### Requirement
Write out the entries again. Match each one exactly.

### The input
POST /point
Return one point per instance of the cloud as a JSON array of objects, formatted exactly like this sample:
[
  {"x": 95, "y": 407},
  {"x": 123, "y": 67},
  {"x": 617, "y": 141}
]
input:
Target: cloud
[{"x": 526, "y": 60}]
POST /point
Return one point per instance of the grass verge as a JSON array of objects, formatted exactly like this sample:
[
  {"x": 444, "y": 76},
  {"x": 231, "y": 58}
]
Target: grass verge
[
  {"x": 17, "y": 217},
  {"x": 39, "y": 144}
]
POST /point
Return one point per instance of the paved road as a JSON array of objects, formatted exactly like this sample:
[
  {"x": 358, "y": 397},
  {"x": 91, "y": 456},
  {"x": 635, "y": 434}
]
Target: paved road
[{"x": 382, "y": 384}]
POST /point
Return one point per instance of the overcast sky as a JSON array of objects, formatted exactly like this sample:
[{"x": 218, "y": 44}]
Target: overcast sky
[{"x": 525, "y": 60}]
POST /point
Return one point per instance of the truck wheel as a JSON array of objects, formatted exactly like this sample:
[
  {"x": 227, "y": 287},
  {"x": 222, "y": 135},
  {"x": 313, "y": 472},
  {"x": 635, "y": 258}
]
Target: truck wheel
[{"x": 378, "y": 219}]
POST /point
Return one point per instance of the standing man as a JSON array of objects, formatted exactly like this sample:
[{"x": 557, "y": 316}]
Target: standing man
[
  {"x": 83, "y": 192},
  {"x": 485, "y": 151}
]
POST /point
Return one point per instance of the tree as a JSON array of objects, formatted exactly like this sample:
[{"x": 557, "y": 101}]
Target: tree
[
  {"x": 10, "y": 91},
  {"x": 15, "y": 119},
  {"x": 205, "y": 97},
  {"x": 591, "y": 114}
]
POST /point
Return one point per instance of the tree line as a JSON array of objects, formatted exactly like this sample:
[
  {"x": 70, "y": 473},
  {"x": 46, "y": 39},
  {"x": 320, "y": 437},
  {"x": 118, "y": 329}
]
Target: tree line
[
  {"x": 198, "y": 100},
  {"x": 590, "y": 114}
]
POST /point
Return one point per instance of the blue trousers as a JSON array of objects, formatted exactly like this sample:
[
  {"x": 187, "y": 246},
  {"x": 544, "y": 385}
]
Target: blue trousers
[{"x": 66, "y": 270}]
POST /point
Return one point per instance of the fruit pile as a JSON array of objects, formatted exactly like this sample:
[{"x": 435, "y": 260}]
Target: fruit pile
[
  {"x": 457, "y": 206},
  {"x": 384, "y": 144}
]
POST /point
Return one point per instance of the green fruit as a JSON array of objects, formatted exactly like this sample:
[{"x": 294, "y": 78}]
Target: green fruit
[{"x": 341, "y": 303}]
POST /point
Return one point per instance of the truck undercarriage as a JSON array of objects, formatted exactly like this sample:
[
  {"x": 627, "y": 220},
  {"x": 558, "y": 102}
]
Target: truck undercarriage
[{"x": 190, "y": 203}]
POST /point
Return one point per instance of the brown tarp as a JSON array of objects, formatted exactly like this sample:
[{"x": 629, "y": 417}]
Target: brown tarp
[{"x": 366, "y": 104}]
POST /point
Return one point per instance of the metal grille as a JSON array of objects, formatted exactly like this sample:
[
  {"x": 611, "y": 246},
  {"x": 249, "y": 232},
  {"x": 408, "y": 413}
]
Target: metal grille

### Problem solution
POST /point
Return one point per instance of the cloud as a JSON array of objects, formatted exactly like this sample:
[
  {"x": 95, "y": 407},
  {"x": 123, "y": 67},
  {"x": 617, "y": 141}
]
input:
Target: cloud
[{"x": 526, "y": 60}]
POST /point
Return one point per instance of the grass verge as a JSON array of objects, formatted exactly like this sample:
[
  {"x": 444, "y": 76},
  {"x": 231, "y": 58}
]
Target: grass verge
[
  {"x": 17, "y": 217},
  {"x": 39, "y": 144}
]
POST /point
Return one point per instance of the paved road as a JSON array of objects, formatted exactly like this sample:
[
  {"x": 358, "y": 397},
  {"x": 91, "y": 456},
  {"x": 635, "y": 434}
]
Target: paved road
[{"x": 382, "y": 384}]
POST /point
Return one point per instance of the overcast sky as a JSON array of objects, formatted exactly like this sample:
[{"x": 218, "y": 44}]
Target: overcast sky
[{"x": 525, "y": 60}]
POST /point
Return one point per instance of the truck wheel as a JSON array of objects, formatted exactly like this sample:
[
  {"x": 227, "y": 287},
  {"x": 222, "y": 135},
  {"x": 313, "y": 472},
  {"x": 635, "y": 258}
]
Target: truck wheel
[{"x": 378, "y": 219}]
POST /point
Return one point per instance of the standing man as a JSON array of objects, formatted exactly like this sample:
[{"x": 557, "y": 316}]
Target: standing man
[
  {"x": 83, "y": 192},
  {"x": 485, "y": 151}
]
POST /point
Return one point per instance of the tree as a JSON array of objects, formatted exactly like this sample:
[{"x": 557, "y": 101}]
Target: tree
[
  {"x": 10, "y": 91},
  {"x": 15, "y": 119},
  {"x": 205, "y": 97},
  {"x": 591, "y": 114}
]
POST /point
Return one point per instance of the tree line as a JSON array of objects, formatted exactly like this sample:
[
  {"x": 70, "y": 473},
  {"x": 46, "y": 39},
  {"x": 320, "y": 437},
  {"x": 118, "y": 329}
]
Target: tree line
[
  {"x": 198, "y": 100},
  {"x": 590, "y": 114}
]
POST /point
Return one point per instance of the blue trousers as a JSON array of objects, formatted exactly like this sample:
[
  {"x": 187, "y": 246},
  {"x": 544, "y": 385}
]
Target: blue trousers
[{"x": 66, "y": 270}]
POST /point
Return one point per instance of the fruit pile as a JSON array of objects, formatted exactly like this sample:
[{"x": 435, "y": 260}]
Target: fruit pile
[
  {"x": 457, "y": 206},
  {"x": 384, "y": 144}
]
POST /point
Return one point per instance of the green fruit as a JSON array of objects, formatted exactly like this sample:
[{"x": 294, "y": 78}]
Target: green fruit
[{"x": 341, "y": 303}]
POST /point
Return one point per instance of the truck undercarriage as a JSON array of objects, formatted exactly like this sample:
[
  {"x": 627, "y": 220},
  {"x": 558, "y": 102}
]
Target: truck undercarriage
[{"x": 190, "y": 203}]
POST /point
Return one point per instance of the brown tarp as a JSON array of objects, formatted exactly like this sample:
[{"x": 629, "y": 417}]
Target: brown tarp
[{"x": 366, "y": 104}]
POST /point
Return one point per instance of the metal grille as a JSON array of objects, formatted exactly like this sample:
[
  {"x": 611, "y": 246},
  {"x": 249, "y": 232},
  {"x": 408, "y": 413}
]
Target: metal grille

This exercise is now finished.